EXCERPT PROVIDED:
Table 7 Effectiveness of the designed model

The 3-D response surface plot in Fig. 1 represents that the extracted carotenoid content in tomato increased when X₁ and X₂ increased in the range of 1–1.4%, and 40–52 °C, respectively; but surpassed 1.4% and 52 °C, the lycopene content gradually decreased. It means the fluctuations of both temperature and enzyme concentration became critical elements for enhancing the ideal substance and their interaction was consistent with the result in Table 6. Moreover, it might imply lycopene degradation as a result of the extended exposure of peels to high temperatures.

Fig. 1

Response surface plot and contour plot for effect of interaction X₁X₂ (enzyme concentration–temperature) over lycopene concentration. Hold value: X₃ (duration)—90 min

In Fig. 2, the concentration of lycopene is influenced by enzyme concentration and incubation time at a constant temperature of 50 °C. When the incubation time (X₃) was prolonged in the range of 60–92 min, the extracted lycopene content in tomato increased, but when the temperature was raised above 92 min, the lycopene content steadily declined. This could be owing to the long-term exposure of lycopene to oxygen and light in the environment raises the chances of oxidation or breakdown [36].

ACTIVITY: Copy out the whole passage on lycopene extraction from tomato word for word. The rows are from a separate source.

EXTRACTED ENTRIES:
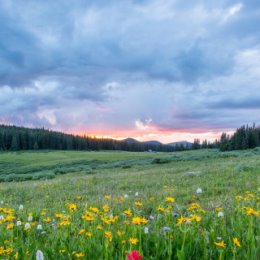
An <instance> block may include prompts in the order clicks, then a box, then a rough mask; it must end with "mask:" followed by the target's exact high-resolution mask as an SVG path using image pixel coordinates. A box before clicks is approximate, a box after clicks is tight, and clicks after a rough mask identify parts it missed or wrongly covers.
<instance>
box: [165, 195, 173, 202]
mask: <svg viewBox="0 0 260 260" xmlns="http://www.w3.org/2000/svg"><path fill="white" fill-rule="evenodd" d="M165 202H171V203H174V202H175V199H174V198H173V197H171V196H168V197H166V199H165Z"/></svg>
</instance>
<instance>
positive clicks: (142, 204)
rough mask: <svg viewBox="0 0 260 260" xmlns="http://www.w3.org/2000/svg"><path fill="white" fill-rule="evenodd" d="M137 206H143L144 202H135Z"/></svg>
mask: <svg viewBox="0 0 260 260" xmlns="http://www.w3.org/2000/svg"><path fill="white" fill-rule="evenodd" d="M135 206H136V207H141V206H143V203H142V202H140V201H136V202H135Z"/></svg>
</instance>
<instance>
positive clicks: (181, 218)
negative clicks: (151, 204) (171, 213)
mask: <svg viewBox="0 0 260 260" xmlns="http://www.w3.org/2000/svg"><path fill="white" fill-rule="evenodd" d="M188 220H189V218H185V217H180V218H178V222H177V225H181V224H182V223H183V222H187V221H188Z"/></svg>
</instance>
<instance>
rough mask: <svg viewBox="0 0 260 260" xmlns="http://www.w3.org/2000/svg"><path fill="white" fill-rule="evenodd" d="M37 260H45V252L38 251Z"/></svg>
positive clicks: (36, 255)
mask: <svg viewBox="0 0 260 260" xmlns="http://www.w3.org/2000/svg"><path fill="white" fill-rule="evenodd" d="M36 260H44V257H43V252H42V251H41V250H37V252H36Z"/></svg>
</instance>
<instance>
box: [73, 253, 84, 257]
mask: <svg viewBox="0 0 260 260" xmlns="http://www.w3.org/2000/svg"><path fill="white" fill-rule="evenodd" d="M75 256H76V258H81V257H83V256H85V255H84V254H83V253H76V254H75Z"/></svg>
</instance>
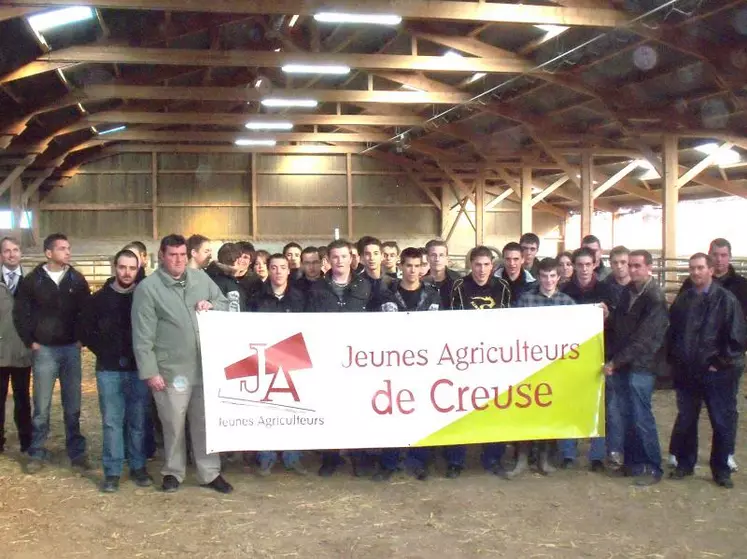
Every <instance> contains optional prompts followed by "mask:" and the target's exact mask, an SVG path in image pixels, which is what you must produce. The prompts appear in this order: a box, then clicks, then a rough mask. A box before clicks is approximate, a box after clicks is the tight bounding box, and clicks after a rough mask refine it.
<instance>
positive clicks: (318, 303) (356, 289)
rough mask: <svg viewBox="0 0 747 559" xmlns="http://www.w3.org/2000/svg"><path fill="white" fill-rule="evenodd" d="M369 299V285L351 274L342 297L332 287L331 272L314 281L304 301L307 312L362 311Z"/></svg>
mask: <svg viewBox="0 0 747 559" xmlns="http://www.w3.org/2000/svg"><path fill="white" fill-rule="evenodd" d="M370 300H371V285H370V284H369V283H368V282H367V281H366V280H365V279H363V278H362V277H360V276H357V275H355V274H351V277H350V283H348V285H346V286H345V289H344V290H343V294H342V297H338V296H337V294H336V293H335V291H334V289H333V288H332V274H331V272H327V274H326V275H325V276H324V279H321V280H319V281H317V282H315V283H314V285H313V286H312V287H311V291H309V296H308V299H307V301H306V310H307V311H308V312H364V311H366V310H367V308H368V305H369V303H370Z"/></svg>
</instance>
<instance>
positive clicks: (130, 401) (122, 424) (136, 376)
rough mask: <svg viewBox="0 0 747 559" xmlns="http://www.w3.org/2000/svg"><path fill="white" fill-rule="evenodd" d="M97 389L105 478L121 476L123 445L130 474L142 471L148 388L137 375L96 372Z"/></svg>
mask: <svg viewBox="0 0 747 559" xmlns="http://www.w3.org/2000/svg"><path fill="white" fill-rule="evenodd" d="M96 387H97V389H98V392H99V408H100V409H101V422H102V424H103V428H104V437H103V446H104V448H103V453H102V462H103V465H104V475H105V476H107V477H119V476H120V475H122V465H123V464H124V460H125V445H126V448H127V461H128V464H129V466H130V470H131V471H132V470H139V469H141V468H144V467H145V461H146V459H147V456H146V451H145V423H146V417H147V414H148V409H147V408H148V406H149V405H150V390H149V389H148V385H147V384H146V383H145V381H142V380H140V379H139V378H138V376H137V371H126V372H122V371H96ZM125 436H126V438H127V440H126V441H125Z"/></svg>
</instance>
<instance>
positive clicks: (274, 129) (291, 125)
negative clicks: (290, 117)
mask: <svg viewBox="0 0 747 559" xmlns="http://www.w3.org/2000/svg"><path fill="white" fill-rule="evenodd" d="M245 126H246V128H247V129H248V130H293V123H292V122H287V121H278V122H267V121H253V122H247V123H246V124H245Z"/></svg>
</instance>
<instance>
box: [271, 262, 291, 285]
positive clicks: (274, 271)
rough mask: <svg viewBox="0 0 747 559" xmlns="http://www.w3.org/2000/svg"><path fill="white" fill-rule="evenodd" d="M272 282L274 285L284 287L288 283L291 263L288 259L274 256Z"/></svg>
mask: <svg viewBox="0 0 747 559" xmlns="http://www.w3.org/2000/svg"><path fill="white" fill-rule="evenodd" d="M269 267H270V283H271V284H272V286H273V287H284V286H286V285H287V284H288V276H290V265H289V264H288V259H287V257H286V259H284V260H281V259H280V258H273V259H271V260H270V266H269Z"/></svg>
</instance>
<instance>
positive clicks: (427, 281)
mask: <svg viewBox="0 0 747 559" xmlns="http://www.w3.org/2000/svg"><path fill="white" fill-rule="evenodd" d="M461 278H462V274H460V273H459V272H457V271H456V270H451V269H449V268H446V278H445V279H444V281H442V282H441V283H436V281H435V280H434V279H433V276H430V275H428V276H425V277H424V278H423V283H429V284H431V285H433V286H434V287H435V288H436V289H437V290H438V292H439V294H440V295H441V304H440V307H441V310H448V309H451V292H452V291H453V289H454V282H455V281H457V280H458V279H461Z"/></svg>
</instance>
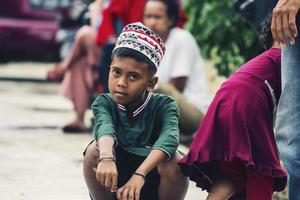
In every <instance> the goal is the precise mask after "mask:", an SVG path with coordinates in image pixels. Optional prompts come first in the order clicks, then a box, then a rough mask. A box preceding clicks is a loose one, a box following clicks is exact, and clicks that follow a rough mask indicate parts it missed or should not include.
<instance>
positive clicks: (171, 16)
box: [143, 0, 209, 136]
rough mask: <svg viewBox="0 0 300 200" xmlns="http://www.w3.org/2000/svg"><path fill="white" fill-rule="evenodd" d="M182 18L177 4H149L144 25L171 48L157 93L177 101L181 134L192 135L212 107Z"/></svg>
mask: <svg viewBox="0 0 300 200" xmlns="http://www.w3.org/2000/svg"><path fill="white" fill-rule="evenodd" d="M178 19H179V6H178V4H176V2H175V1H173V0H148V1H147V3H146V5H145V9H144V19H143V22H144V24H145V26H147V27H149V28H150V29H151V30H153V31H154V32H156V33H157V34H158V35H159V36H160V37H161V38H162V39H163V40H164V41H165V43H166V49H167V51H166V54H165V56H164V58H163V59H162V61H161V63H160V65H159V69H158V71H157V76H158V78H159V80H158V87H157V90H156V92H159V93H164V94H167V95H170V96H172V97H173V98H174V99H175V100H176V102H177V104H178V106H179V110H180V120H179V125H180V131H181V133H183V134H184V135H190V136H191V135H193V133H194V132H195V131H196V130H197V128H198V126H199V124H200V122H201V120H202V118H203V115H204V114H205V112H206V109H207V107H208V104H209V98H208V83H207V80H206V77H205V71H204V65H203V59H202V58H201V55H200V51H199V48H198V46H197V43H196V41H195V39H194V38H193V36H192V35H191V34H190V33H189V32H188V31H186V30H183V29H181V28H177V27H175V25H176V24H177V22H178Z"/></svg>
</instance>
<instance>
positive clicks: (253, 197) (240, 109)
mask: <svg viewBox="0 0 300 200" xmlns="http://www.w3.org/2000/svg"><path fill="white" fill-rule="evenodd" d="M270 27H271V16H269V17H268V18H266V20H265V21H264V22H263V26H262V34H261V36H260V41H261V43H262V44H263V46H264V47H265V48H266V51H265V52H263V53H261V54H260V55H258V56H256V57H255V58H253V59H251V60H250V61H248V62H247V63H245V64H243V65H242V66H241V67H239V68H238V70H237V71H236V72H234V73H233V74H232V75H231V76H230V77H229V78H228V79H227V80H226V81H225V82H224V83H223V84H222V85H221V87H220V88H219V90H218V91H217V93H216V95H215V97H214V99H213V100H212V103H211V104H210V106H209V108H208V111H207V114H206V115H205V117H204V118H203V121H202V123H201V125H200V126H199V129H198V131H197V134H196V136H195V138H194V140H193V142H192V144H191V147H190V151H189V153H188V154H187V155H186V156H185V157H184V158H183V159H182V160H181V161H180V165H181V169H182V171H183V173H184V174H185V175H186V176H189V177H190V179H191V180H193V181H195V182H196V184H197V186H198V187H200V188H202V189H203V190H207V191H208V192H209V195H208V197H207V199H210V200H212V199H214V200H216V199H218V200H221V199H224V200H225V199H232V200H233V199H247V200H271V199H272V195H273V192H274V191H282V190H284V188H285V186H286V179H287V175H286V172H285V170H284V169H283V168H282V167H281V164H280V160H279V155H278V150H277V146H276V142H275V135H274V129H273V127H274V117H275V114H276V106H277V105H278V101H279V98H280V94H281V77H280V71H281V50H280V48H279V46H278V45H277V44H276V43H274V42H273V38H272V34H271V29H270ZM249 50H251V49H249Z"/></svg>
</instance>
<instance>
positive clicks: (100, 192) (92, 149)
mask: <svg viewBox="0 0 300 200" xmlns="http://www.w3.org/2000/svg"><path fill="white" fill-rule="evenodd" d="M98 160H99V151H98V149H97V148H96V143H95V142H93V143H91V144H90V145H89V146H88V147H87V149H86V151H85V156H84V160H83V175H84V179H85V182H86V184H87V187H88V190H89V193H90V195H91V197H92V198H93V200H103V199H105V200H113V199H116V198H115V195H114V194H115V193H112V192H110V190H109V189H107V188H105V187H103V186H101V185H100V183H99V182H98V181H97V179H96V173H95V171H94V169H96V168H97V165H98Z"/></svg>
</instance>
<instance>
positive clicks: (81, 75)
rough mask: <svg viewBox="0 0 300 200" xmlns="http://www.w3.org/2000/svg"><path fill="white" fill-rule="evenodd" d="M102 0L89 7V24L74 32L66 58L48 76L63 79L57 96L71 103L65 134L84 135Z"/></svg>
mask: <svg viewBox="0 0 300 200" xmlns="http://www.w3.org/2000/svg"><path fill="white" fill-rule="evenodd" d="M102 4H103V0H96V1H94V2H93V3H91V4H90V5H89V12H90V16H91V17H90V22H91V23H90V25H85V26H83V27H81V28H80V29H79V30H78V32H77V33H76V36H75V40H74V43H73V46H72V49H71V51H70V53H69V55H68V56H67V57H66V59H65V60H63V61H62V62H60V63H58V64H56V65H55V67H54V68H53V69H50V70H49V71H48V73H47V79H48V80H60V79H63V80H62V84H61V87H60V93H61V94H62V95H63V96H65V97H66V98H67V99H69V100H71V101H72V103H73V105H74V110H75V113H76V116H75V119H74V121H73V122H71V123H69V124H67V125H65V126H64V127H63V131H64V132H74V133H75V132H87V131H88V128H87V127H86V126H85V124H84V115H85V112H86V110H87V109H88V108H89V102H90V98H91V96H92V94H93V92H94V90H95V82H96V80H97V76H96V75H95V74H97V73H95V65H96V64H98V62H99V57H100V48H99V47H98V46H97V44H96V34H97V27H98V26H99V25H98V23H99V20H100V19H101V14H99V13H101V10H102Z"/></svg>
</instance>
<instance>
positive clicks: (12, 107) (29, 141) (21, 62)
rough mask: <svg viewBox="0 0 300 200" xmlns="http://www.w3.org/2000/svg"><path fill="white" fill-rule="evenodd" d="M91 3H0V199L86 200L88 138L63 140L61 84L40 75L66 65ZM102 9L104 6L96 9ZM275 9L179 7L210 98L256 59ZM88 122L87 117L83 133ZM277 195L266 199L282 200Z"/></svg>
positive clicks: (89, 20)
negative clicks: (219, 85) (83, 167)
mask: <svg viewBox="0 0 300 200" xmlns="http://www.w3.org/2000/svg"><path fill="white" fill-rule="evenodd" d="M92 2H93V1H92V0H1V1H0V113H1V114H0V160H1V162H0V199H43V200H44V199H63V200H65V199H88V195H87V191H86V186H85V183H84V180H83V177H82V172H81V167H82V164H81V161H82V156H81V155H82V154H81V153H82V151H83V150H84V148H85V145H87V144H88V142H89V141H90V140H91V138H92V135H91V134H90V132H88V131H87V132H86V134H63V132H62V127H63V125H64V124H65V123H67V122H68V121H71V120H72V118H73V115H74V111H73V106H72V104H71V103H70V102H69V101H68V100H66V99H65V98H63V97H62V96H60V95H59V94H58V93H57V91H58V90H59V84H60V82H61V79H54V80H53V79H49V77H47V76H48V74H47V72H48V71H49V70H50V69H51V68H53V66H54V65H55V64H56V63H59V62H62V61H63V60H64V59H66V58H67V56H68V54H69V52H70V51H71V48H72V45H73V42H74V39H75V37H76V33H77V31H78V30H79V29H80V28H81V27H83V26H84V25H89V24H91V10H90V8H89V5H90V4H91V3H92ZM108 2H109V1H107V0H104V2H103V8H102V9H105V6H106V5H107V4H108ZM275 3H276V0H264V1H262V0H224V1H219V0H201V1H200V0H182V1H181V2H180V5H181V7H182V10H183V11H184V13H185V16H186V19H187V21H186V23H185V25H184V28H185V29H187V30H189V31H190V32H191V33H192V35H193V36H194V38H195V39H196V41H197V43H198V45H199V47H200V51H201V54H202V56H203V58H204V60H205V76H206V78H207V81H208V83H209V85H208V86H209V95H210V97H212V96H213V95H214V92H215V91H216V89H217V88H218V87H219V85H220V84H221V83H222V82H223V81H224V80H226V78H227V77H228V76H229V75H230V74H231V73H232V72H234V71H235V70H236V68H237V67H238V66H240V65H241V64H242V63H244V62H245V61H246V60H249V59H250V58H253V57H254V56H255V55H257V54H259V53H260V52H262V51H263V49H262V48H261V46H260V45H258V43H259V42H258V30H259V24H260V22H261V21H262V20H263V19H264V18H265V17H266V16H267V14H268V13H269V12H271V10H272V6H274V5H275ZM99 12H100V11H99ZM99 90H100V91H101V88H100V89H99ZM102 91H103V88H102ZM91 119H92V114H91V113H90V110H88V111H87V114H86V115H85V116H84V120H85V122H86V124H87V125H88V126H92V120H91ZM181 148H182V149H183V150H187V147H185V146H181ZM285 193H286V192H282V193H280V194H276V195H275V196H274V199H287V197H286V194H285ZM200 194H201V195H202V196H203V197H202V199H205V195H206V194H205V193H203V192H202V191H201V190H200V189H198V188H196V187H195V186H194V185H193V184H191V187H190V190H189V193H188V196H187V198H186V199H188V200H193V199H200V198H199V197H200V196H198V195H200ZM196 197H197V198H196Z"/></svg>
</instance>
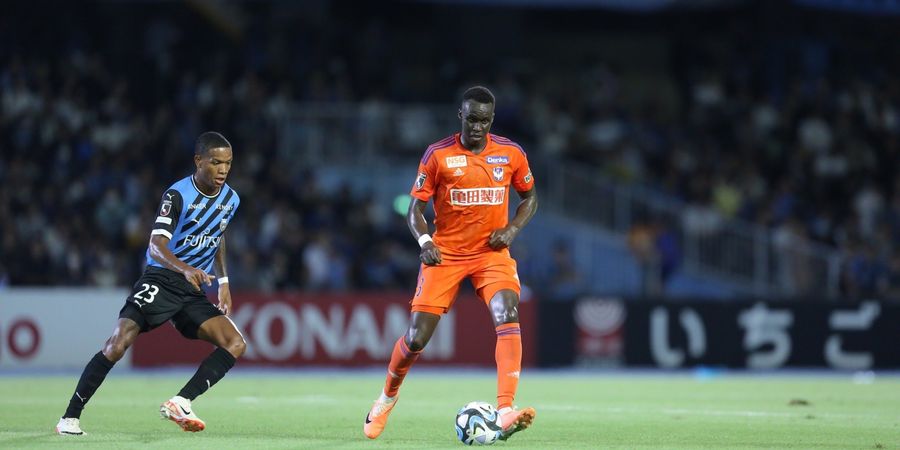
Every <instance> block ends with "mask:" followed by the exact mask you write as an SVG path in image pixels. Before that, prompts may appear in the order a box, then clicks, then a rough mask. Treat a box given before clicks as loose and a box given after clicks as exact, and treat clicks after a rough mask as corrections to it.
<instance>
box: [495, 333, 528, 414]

THE COMPLETED TASK:
Table 7 Effectiveness of the designed model

The 3-D response surface plot in Fig. 1 represents that the extracted carotenoid content in tomato increased when X₁ and X₂ increased in the range of 1–1.4%, and 40–52 °C, respectively; but surpassed 1.4% and 52 °C, the lycopene content gradually decreased. It means the fluctuations of both temperature and enzyme concentration became critical elements for enhancing the ideal substance and their interaction was consistent with the result in Table 6. Moreover, it might imply lycopene degradation as a result of the extended exposure of peels to high temperatures.

Fig. 1

Response surface plot and contour plot for effect of interaction X₁X₂ (enzyme concentration–temperature) over lycopene concentration. Hold value: X₃ (duration)—90 min

In Fig. 2, the concentration of lycopene is influenced by enzyme concentration and incubation time at a constant temperature of 50 °C. When the incubation time (X₃) was prolonged in the range of 60–92 min, the extracted lycopene content in tomato increased, but when the temperature was raised above 92 min, the lycopene content steadily declined. This could be owing to the long-term exposure of lycopene to oxygen and light in the environment raises the chances of oxidation or breakdown [36].